Alor Setar’s lifestyle reflects its tradition of socio-cultural diversity that is build around its strong and distinctive Malay/Thai roots. These roots are reflected in the local variation of the Malay language with its own slang and dialects. as well as in the food, songs and dances. Among the local traditional songs and dances which are reflective of daily lives are Tarian Cinta Sayang, Lagu-lagu Berendoi and Wayang Kulit.

The Silat, a form of traditional Malay self-defence comes in various forms and is performed at occasions such as weddings and formal or traditional functions. One of the best ways to experience the local culture and heritage is through homestay. Homestay programmes in the villages around Alor Setar provide an opportunity to experience the hospitality and traditional lifestyle of the locals at the rustic kampung.

Visitors can also sample a more urban lifestyle in the limited bar and pub culture scattered in the city though its main center is at Langkawi where foreigners and beach goers congregate in sizable numbers.

EXTRACTED MATERIAL →
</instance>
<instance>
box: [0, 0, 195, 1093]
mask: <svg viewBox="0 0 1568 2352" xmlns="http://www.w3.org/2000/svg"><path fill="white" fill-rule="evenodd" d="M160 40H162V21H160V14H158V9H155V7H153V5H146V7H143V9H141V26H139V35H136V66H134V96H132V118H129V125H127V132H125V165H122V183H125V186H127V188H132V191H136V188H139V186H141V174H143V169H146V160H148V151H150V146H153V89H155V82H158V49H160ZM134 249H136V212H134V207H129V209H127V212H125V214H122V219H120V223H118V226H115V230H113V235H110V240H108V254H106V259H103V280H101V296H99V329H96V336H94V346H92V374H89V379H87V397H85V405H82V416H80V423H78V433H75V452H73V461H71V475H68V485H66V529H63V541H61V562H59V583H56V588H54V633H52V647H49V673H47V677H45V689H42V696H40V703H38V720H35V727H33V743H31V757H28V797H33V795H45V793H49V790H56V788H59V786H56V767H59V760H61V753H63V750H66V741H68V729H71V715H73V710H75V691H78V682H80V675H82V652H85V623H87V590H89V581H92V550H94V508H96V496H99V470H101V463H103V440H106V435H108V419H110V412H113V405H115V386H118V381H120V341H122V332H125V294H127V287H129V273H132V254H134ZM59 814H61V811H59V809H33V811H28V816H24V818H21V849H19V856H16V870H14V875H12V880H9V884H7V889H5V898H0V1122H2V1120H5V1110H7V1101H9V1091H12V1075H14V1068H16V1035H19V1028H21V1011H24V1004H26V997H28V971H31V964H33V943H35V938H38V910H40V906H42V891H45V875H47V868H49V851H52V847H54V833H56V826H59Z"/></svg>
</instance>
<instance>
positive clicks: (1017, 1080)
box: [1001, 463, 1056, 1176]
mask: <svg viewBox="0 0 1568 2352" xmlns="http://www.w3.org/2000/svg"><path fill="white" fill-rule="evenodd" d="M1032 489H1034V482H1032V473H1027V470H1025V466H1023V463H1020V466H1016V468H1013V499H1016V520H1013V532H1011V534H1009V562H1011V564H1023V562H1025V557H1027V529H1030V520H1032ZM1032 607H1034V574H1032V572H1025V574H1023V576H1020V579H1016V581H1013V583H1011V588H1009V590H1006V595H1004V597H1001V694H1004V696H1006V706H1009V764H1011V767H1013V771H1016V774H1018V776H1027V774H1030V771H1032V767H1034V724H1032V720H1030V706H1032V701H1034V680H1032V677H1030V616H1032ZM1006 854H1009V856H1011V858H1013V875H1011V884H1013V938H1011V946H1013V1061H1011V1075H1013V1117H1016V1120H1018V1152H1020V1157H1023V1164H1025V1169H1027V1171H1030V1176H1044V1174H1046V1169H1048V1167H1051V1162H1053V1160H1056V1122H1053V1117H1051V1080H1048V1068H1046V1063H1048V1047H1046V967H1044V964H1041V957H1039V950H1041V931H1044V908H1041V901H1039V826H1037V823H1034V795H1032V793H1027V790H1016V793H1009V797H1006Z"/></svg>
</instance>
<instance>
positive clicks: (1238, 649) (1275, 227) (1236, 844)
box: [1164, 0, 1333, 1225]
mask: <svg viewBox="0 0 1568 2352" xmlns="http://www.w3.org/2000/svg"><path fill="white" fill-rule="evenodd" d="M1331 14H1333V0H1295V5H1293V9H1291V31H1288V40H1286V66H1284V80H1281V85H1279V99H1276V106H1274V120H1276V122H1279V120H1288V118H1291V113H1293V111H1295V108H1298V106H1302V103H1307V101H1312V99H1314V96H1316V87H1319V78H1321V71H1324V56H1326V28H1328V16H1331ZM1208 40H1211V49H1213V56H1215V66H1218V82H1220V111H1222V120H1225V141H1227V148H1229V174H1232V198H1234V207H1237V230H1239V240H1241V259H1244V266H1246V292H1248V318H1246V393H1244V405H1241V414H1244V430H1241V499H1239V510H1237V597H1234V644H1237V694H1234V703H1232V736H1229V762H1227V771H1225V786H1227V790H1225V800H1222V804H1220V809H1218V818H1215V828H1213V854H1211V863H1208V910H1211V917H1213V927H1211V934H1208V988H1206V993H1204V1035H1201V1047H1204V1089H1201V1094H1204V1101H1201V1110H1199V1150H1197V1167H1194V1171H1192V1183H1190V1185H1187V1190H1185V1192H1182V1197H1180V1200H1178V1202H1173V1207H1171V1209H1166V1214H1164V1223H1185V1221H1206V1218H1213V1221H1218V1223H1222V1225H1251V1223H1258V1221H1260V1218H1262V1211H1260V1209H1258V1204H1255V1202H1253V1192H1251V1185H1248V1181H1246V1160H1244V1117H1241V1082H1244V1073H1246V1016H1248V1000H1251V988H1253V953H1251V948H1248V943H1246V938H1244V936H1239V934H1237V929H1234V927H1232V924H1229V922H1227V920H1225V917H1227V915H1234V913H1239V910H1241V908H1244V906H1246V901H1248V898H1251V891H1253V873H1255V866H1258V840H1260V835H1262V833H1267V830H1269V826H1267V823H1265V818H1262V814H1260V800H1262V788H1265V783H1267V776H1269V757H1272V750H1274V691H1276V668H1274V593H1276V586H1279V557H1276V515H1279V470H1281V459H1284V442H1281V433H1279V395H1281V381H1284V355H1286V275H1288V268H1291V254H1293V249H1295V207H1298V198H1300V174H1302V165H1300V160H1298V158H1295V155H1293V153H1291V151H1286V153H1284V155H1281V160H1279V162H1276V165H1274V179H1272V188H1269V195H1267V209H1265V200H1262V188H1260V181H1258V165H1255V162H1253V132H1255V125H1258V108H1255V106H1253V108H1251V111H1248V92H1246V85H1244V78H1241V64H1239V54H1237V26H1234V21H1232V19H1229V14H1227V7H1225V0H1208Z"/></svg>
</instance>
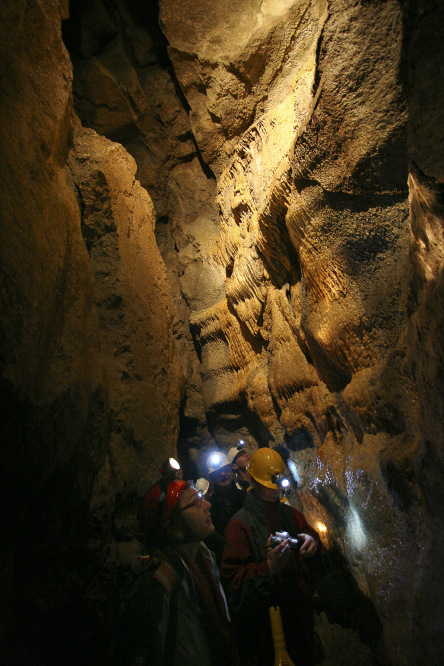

EXERCISE DESCRIPTION →
Carry the piece on Alor Setar's culture and lifestyle forward from its final sentence.

ANSWER SECTION →
Proclaimed a city on 21 December 2003, Alor Setar, the Kedah capital, sits only 45km away from southern Thailand and serves as the main northern gateway to Thailand. Thailand is a Buddhist country and it is  not surprising to find the cultural and religious influence of Thailand as well as a sizable Malay-Thai community in the city and all across the state. Indians and Hindus have long been an integral part of Kedah history and their legacy still remains.

Kedah’s most famous son Mahathir Mohamad is reported to have said in June 2018, “There are a few spoonfuls of [Indian] blood left in my body, but otherwise, I am a Malay”. Today ‘bumiputera’ and Indian Muslims make up three-quarters of the city’s population of over 400,000 according to the 2010 census while non-Muslim Indians are five percent and Chinese are twelve percent of the total. Kedah is a Muslim state that observes a Friday–Saturday weekend, where Sunday is a working day.